El libro, un ejemplar del cual fue obtenido por el Washington Post antes de la fecha de lanzamiento del 8 de febrero, cubre toda la vida de Rumsfeld, incluyendo sus periodos en el gobierno y su larga carrera como hombre de negocios. Pero más del sesenta por ciento del libro gira sobre sus polémicos años como ministro de Defensa de Bush.
En un largo capítulo sobre el trato que daba el gobierno a los detenidos en tiempos de guerra, Rumsfeld lamenta no haber renunciado a su puesto en mayo de 2004, después de las revelaciones que provocaron el escándalo de la cárcel Abu Ghraib. En esos momentos, Bush rechazó sus dos cartas de renuncia, con cinco días de diferencia. Pasaron otros dos años y medio antes de que Bush, obligado por la derrota de los republicanos en el Congreso, decidiera dejarlo marchar.
"Retrospectivamente, veo que hay cosas que el gobierno pudo haber hecho de otro modo y mejor con respecto a los detenidos en tiempos de guerra", reconoce Rumsfeld.
Rumsfeld argumenta que el gobierno se equivocó en concentrarse tanto en la mantención de las atribuciones presidenciales que inicialmente evitó negociar con el Congreso sobre cómo tratar a los prisioneros. Un importante proponente de esta estrategia, observa Rumsfeld, fue el ex vicepresidente Dick Cheney, un amigo de toda la vida. Rumsfeld dice que habría sido mejor ganar el apoyo del Congreso pidiéndole intervenir en la redacción de una ley sobre los prisioneros.
^^^^^^^^
• TAREA BREVE A
Enumera todas las personas nombradas en el fragmento sobre Rumsfeld.
• TAREA BREVE B
Reescribe el pasaje del fragmento sobre Rumsfeld que comienza en "El libro, un" y termina en "Defensa de Bush.", cambiando "libro" por "volumen".

• EXTRACTO DEL LISTADO
^^^^^^^^
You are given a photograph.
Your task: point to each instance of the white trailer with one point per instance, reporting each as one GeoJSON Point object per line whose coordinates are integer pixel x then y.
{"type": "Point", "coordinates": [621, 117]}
^^^^^^^^
• RESPUESTA ESPERADA A
Rumsfeld, Bush, Dick Cheney

• RESPUESTA ESPERADA B
El volumen, un ejemplar del cual fue obtenido por el Washington Post antes de la fecha de lanzamiento del 8 de febrero, cubre toda la vida de Rumsfeld, incluyendo sus periodos en el gobierno y su larga carrera como hombre de negocios. Pero más del sesenta por ciento del volumen gira sobre sus polémicos años como ministro de Defensa de Bush.